*本文*:
┌──

【離婚・財産分与に向けた財産調査:隠された財産を見つけ出すテクニック】

1 離婚・財産分与に向けた財産調査:隠された財産を見つけ出すテクニック

離婚を意識する段階では、将来の財産分与に向けた相手方(配偶者)の財産の把握が重要になります。
詳しくはこちら|離婚・財産分与に向けた財産調査:総合ガイド(制度・手続の一覧と選択)
実務では、財産分与を逃れるために当事者が財産を隠匿するケースが後を絶ちません。財産隠しは、適正な財産分与を妨げる深刻な問題であり、被害を受ける側にとって大きな経済的損失をもたらします。
本記事では、財産隠しの典型的なパターンから発見方法、証拠収集の実務、そして法的対応まで、体系的な対策を説明します。

2 財産隠しの典型パターン

(1)解約・現金化・分散

最も一般的な財産隠しの手法として、財産分与の協議が始まる前に、自己名義の口座を解約し、現金化することで財産の存在を隠そうとする手口があります。銀行口座から現金を引き出し、自宅や貸金庫に現金として保管することで、財産の存在を見えなくします。現金は帳簿上の記録が残らないため、発見が極めて困難となります。

└──

*データ*:
┌──

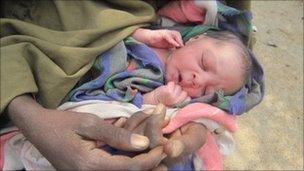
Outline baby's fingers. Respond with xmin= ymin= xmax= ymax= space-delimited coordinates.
xmin=171 ymin=31 xmax=184 ymax=46
xmin=164 ymin=34 xmax=181 ymax=47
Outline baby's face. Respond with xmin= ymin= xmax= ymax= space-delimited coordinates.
xmin=166 ymin=35 xmax=242 ymax=97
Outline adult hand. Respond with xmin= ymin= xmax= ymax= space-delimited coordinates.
xmin=163 ymin=122 xmax=207 ymax=166
xmin=8 ymin=95 xmax=163 ymax=170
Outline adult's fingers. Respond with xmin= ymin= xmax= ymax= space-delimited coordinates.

└──

*やること*:
1. 財産調査の記事の「1 離婚・財産分与に向けた財産調査:隠された財産を見つけ出すテクニック」から「な経済的損失をもたらします。」までを、両端も含めて書き直してください。そのとき「配偶者」を「パートナー」に入れ替えてください。
2. 財産調査の記事について、次の問いに答えてください。
(a) 財産隠しは、被害を受ける側に何をもたらすとされていますか。
(b) 最も一般的な財産隠しの手法として、協議が始まる前に何をすると書かれていますか。
(c) 現金が見つけにくくなるのはなぜだと書かれていますか。
3. 財産調査の記事の続きを、最後の文のあとから書いてください。

*答え一覧*:
1.
1 離婚・財産分与に向けた財産調査:隠された財産を見つけ出すテクニック

離婚を意識する段階では、将来の財産分与に向けた相手方(パートナー)の財産の把握が重要になります。
詳しくはこちら|離婚・財産分与に向けた財産調査:総合ガイド(制度・手続の一覧と選択)
実務では、財産分与を逃れるために当事者が財産を隠匿するケースが後を絶ちません。財産隠しは、適正な財産分与を妨げる深刻な問題であり、被害を受ける側にとって大きな経済的損失をもたらします。

2.
(a) 大きな経済的損失
(b) 自己名義の口座を解約し、現金化する
(c) 帳簿上の記録が残らないため

3.
複数口座への分散もよくある隠匿手法です。一つの金融機関に集中していた資産を、複数の銀行やネット銀行に分散して保管することで、全体像の把握を困難にします。特にネット銀行は通帳が発行されないため、発見されにくい特徴があります。

(2)使途不明金の創出

使途不明金の創出も巧妙な手法です。架空の支出や不自然な出金を繰り返すことで、実際には手元に残っている資金の存在を隠します。生活費との乖離が大きい場合、財産隠しの可能性を疑う必要があります。

(3)第三者名義への移転

家族名義への財産移転は、最も発見が困難な隠匿方法の一つです。配偶者、子供、親、兄弟姉妹などの名義で預金口座を開設し、自己の財産を移転します。形式的には第三者の財産となるため、財産分与の対象外として主張される可能性があります。
親族間での資金移動も巧妙に行われます。贈与や貸付の形式を装って親族に資金を移転し、離婚後に返還を受ける計画を立てる場合があります。表面上は正当な取引に見えるため、真実の解明には詳細な調査が必要です。
仮装売買による隠匿は高度な手法です。不動産や有価証券を親族等に売却したように見せかけて、実際には対価の支払いを行わず、財産の名義のみを移転します。売買契約書等の書面は作成されるものの、実質的な財産移転は行われていないため、法的には無効な取引となります。
ペーパーカンパニーの活用は極めて悪質な手法です。実態のない会社を設立し、その会社名義で財産を保有することで隠匿を図ります。会社の代表者や株主として親族等を利用する場合が多く、発見と立証が非常に困難です。

3 隠し財産の発見方法

(1)取引履歴の分析

まずは預貯金の取引履歴は、隠し財産発見の最も重要な手がかり、調査のスタート地点となります。
不自然な大額引き出し生活水準と整合しない出金がないか、確認します。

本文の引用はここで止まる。